***** Extract
3. Study Area and Data

In the BSCD2000 project, the geoid modeling target area extends from 53° N to 66.5° N and 8.5° E to 31° E (cf. Figure 1), whereby the modeling resolution is 0.01° × 0.02°. The defined extents cover the whole Baltic Sea and its surrounding areas. For modeling the BSCD2000 geoid, a dataset of surface free-air anomalies (Figure 2) was provided in the zero-tide permanent tide concept (see [61,62] for details about permanent tide concepts). This study uses the final version 3 of the database release. These gravity data cover the area from 52° N to 67.5° N and 5.5° E to 34° E. Comparison between Figure 1 and Figure 2 shows that the surface free-air anomalies are highly correlated with rugged terrain (notice Norway and Sweden) and thus ill-suited for gridding.

To reduce surface free-air anomalies to RTM anomalies, which are more suitable for gridding, a DTM is required. For the BSCD2000 geoid modeling project, a section of the 3″ × 3″ NKG-DEM2014 was provided. The same model has previously been used in modeling the NKG2015 quasigeoid [15,27,29]. For the current study, the model was averaged to 0.001° × 0.002° (i.e., 3.6″ × 7.2″) and 0.01° × 0.02° grids covering the area from 51° N to 68.5° N and 2.5° E to 37° E. These datasets were used in geoid modeling solutions that neglected bathymetry information during RTM computations. The coarse grid with elevations above zero is also required for geoid determination using the LSMSA approach.
**********
Stated task A =
Arrange the records as a Markdown table with columns "Row" and "Line," starting at the line containing "Target: turkey foot" and ending at the last line of the records, leaving out blank lines.
The text and the records are unrelated and stand apart.
***** Task material
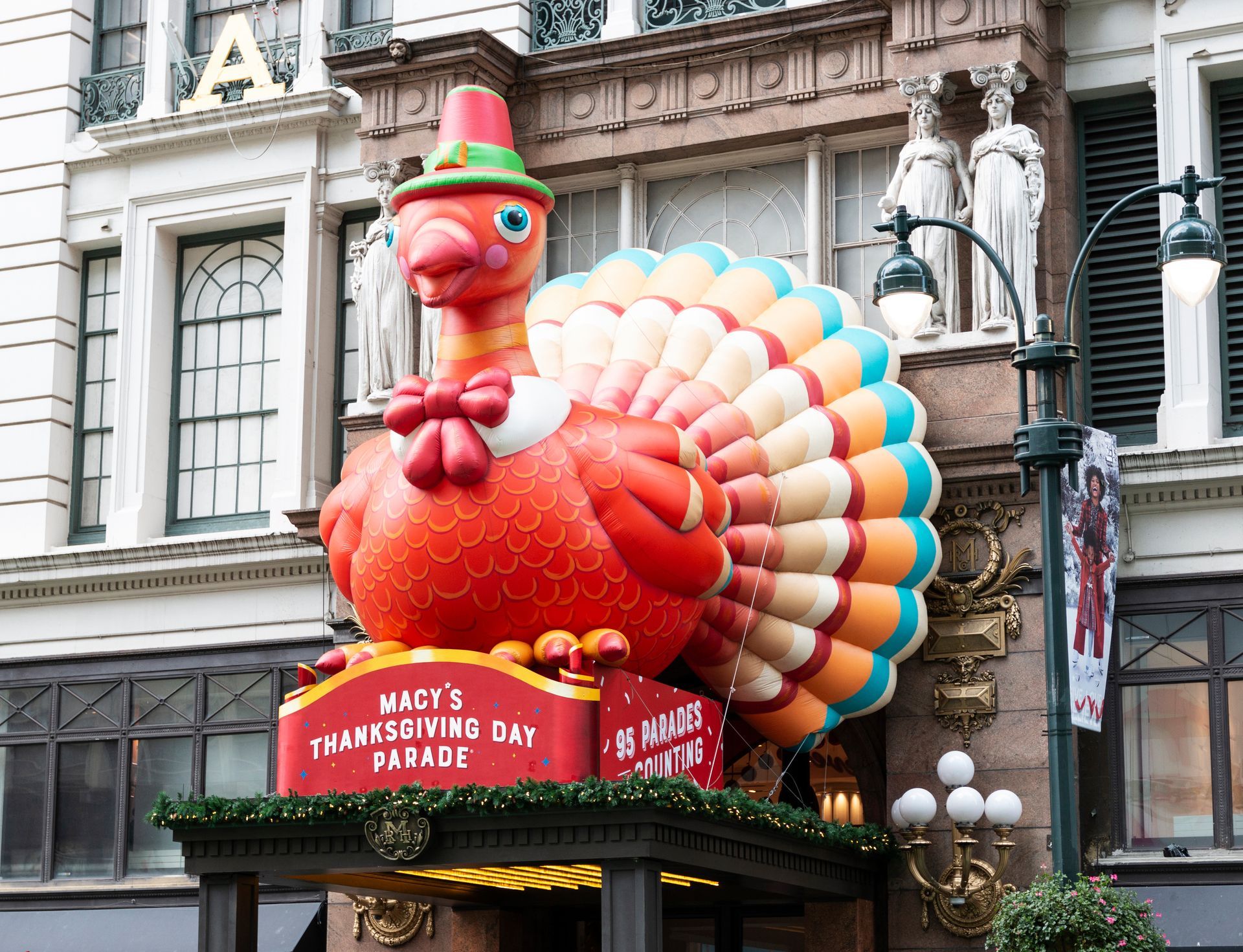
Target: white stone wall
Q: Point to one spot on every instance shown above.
(1185, 494)
(140, 186)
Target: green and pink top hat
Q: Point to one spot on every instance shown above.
(474, 147)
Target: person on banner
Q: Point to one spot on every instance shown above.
(1089, 537)
(1090, 622)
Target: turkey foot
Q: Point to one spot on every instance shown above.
(559, 649)
(343, 656)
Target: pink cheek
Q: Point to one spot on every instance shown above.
(497, 256)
**********
Stated task B =
Answer these questions from the study area and data section:
(i) What modeling resolution is used for the BSCD2000 geoid target area?
(ii) What DTM was provided for the BSCD2000 geoid modeling project?
(iii) Which quasigeoid was previously modeled with the same DTM?

Final answer A =
| Row | Line |
|---|---|
| 1 | Target: turkey foot |
| 2 | Q: Point to one spot on every instance shown above. |
| 3 | (559, 649) |
| 4 | (343, 656) |
| 5 | Target: pink cheek |
| 6 | Q: Point to one spot on every instance shown above. |
| 7 | (497, 256) |

Final answer B =
(i) 0.01° × 0.02°
(ii) A section of the 3″ × 3″ NKG-DEM2014
(iii) The NKG2015 quasigeoid